#### Given records ####

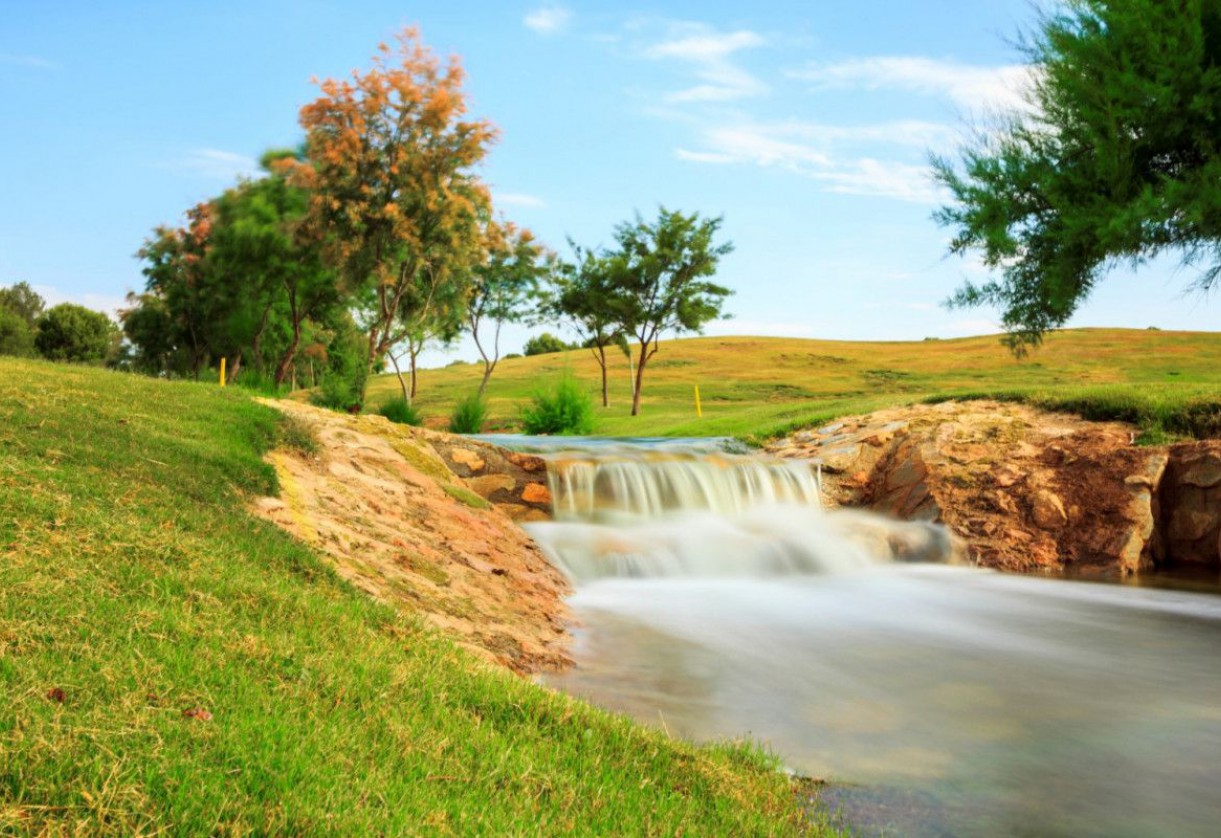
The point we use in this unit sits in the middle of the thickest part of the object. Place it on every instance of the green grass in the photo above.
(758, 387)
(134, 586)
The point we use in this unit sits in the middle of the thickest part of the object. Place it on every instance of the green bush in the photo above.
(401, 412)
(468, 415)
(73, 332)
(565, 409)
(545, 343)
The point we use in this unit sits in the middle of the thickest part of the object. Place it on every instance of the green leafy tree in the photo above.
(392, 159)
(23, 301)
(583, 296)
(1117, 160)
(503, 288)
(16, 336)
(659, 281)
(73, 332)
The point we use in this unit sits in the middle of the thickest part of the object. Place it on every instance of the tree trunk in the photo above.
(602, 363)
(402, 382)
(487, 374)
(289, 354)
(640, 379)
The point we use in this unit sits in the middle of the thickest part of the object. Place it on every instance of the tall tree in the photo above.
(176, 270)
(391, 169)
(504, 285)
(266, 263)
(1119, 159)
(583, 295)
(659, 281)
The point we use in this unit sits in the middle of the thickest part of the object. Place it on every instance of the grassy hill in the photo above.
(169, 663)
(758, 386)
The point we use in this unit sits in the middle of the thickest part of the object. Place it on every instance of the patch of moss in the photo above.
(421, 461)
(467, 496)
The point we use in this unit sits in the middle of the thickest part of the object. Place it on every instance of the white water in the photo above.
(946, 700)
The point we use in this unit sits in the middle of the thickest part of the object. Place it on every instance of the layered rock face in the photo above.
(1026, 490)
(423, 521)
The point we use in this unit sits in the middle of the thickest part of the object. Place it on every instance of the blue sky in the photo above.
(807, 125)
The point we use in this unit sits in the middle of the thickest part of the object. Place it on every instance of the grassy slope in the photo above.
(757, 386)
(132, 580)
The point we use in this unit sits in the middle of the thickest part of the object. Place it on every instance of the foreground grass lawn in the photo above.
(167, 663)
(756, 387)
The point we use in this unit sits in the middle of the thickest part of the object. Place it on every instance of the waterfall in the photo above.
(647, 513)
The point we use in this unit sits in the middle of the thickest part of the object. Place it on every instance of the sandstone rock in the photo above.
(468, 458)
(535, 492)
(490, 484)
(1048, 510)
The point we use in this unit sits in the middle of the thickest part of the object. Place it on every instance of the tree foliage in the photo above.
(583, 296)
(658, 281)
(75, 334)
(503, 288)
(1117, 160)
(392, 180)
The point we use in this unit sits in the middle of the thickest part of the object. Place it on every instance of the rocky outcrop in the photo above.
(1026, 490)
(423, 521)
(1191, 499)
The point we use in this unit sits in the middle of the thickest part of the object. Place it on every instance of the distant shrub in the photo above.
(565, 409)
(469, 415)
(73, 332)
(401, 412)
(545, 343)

####

→ **To be done**: Transcribe the full listing above exactly as it stands, minus the pictures.

→ **Worked solution**:
The point we use in this unit sits in the middle of the thickest part of the object. Place it on every instance of the green grass in the photo above.
(758, 387)
(134, 586)
The point we use in this unit sits in the middle of the thickest part of the object. Place it on every instance of the green bush in the photo above.
(401, 412)
(468, 415)
(73, 332)
(565, 409)
(545, 343)
The point we use in this unit sits in the middle of the thickest part of the object. Place it on every instance of the green leafy tree in the photo above.
(392, 159)
(23, 301)
(583, 296)
(1117, 160)
(503, 288)
(16, 336)
(659, 281)
(73, 332)
The point we use in this unit sits in the middle of the thickest part of the object. Place it on every instance of the tree trunk in the photo above.
(602, 363)
(402, 382)
(487, 374)
(289, 354)
(640, 379)
The point we use in this unit sits in the middle of the thickest part of the object. Place it on every instance of the tall tree in the photo above.
(176, 270)
(391, 169)
(504, 285)
(266, 263)
(1119, 159)
(583, 295)
(659, 281)
The point we use in this unit sits in the middle of the thickest part of the object. Place it on every instance of the grassy hill in the photo above.
(169, 663)
(758, 386)
The point we use in this unit sits in the middle of the thickest part of the object. Place it on every instance of the patch of moss in the photo above.
(421, 461)
(467, 496)
The point we use in this unit sits in the middle of the thickest part of the object. Place it on every instance of the white water in the photo above.
(946, 700)
The point we use in this unit sits in the middle of the thickest part of the object. Place it on every instance of the layered rock face in the photo above.
(1026, 490)
(423, 521)
The point we use in this unit sits in the middle of the thickest part of the object. Place it on every instance of the blue sky in the photo above.
(807, 125)
The point we use in this unit sits in the middle of the thickest part of the object. Place it on every instance of the grassy slope in the photo above.
(757, 386)
(132, 580)
The point we use in this unit sits in the middle of the thickest part of the object. Place it on every instance of the foreground grass lawn in the photo above.
(167, 663)
(756, 387)
The point we use in this unit sits in the middle of the thickest part of the object. Place it on every instance of the waterfall in the photo above.
(647, 513)
The point we use in this unit sits in the middle of the thickest part of the object. Place it on every instance of the sandstone rock in the photo above.
(468, 458)
(535, 492)
(490, 484)
(1048, 510)
The point we use in this unit sits in the middle of the thickest part of the object. Place it on every instance of the tree foliage in the photo above.
(583, 296)
(658, 281)
(75, 334)
(503, 288)
(1117, 160)
(392, 180)
The point we use in this unit sits in the middle of the thickest part of the object. Place it on every instance of the rocky outcrop in the photo above.
(1026, 490)
(423, 521)
(1191, 499)
The point we use in this unit sits in the middle of the thickest part of the object. Place it on every instance of the distant shrub in the photo above.
(565, 409)
(469, 415)
(73, 332)
(401, 412)
(545, 343)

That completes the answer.